=== THE TASK ===
Restate word for word all of the lines below, with each image left out.

=== INPUT DATA ===
++++++++++++++++++++

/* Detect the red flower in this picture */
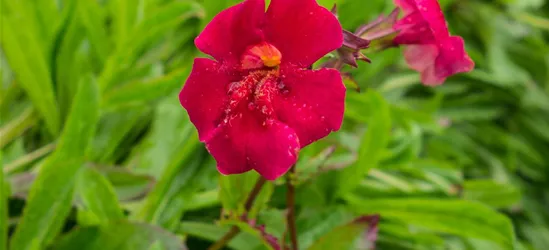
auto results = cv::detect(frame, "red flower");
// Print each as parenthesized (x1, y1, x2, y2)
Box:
(393, 0, 474, 85)
(179, 0, 345, 180)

++++++++++++++++++++

=== FINAL ANSWER ===
/* Detect the red flower in this picture */
auto results = cv::detect(frame, "red flower");
// Print each as parenthesized (x1, y1, x2, y2)
Box:
(393, 0, 474, 85)
(179, 0, 345, 180)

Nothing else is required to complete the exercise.